_Given text_.
How Databricks IAM Credential Passthrough Solves Common Data Authorization Problems

Published: July 17, 2019

In our first blog post, we introduced Databricks IAM Credential Passthrough as a secure, convenient way for customers to manage access to their data. In this post, we'll take a closer look at how passthrough compares to other Identity and Access Management (IAM) systems. If you’re not familiar with passthrough, we suggest reading the first post before you continue with this one.

Properties of a good cloud IAM system

When our customers choose a system to manage how their users access cloud data, they look for the following common set of properties:

Security: Users should be able to access only the data they’re authorized to access.
Attribution: An admin should be able to trace data accesses to the users who initiated them and audit historical accesses. This auditing should be trustworthy: users should not be able to remove or modify the audit logs.
Ease of administration: Larger organizations typically have few personnel administering IAM systems with hundreds of non-admin users, such as data scientists, analysts, and data engineers. The non-admin users may have a few dozen entitlements (e.g., "access PII user data", "write to log pipeline tables", "read sales aggregate tables").
Efficiency: The system should be as cost-efficient as possible. Resources should be shared among users and not sit idle.

In this blog post, we'll explore a few common cloud IAM systems and how well they achieve these properties. We'll finish with an exploration of Databricks IAM Credential Passthrough and how it achieves security and attribution without sacrificing ease of administration or efficiency.

Sub-optimal system 1: One EC2 instance per entitlement

Our AWS customers typically represent entitlements using IAM Instance Profiles: they'll have one instance profile to access all data from a particular customer, another to read a certain class of data, and so on. A user can get entitlement to some data by running code on an AWS EC2 instance that has the associated instance profile attached. Because each AWS EC2 instance can only be given a single instance profile, one of the most common solutions we see is for customers to launch a separate EC2 instance for each entitlement in their systems. The admin team is then responsible for making sure that users have access only to clusters with the appropriate entitlements.

Sub-Optimal System 1: One EC2 instance per entitlementSecurity - The main benefit of this system is that it is straightforwardly secure. As long as the admin team maps users to EC2 instances correctly, each user has access to the correct set of entitlements.

Attribution - This system does not allow attribution to users. Because all users on a given EC2 instance share the same Instance Profile, cloud-native audit logs such as AWS CloudTrail can attribute accesses only to the instance, not to the user running code on the instance.

_Data supplied_.

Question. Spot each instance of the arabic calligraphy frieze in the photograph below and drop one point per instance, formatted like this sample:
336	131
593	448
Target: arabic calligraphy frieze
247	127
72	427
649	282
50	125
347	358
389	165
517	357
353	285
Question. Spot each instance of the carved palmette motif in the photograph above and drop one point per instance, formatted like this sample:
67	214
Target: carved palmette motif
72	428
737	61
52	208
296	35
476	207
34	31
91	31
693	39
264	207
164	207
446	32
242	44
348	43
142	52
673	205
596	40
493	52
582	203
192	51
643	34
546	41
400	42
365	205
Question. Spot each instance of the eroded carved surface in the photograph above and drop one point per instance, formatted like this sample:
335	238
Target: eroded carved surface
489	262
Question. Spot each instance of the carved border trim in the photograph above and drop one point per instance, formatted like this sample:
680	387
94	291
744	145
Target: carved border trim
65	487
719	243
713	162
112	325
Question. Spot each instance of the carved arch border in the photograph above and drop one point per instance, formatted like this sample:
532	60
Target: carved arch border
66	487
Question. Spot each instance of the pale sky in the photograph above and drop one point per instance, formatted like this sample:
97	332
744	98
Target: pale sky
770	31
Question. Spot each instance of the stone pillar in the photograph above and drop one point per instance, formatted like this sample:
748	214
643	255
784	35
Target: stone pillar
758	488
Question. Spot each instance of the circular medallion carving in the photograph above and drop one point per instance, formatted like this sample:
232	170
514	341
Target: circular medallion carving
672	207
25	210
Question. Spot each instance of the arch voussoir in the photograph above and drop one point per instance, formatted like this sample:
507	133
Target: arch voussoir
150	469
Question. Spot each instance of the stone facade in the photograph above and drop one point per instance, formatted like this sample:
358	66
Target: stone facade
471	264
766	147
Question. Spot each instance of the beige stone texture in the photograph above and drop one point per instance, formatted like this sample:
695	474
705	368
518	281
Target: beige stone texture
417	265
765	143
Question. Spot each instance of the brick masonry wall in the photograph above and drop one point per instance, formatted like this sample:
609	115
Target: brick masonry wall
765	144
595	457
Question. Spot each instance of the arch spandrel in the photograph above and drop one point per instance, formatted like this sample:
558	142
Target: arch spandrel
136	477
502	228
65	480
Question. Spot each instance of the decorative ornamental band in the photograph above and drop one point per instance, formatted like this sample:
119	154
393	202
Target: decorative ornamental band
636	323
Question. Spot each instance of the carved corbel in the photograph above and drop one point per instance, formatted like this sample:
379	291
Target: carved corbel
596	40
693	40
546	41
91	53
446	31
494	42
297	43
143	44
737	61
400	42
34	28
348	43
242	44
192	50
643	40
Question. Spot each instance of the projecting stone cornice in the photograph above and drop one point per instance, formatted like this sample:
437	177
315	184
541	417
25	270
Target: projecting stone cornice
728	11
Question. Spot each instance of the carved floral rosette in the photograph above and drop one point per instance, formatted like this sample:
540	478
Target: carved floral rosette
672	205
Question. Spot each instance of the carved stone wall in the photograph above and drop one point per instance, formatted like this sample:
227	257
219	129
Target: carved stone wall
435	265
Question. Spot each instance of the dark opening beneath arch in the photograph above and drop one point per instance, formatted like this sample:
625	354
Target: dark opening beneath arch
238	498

_What you will do_.
**A)** Answer these questions about the blog post:
(i) On what date was it published?
(ii) What do AWS customers typically use to represent entitlements?
(iii) Under the one-instance-per-entitlement system, what can AWS CloudTrail attribute accesses to?
**B)** Name every property that the blog post says customers look for in a cloud IAM system.
**C)** Rewrite the blog post from "Security: Users should" to "the audit logs.", changing "trustworthy" to "reliable".

_Results by task_.
**A)**
(i) July 17, 2019
(ii) IAM Instance Profiles
(iii) Only the EC2 instance, not the user running code on it

**B)**
Security
Attribution
Ease of administration
Efficiency

**C)**
Security: Users should be able to access only the data they’re authorized to access.
Attribution: An admin should be able to trace data accesses to the users who initiated them and audit historical accesses. This auditing should be reliable: users should not be able to remove or modify the audit logs.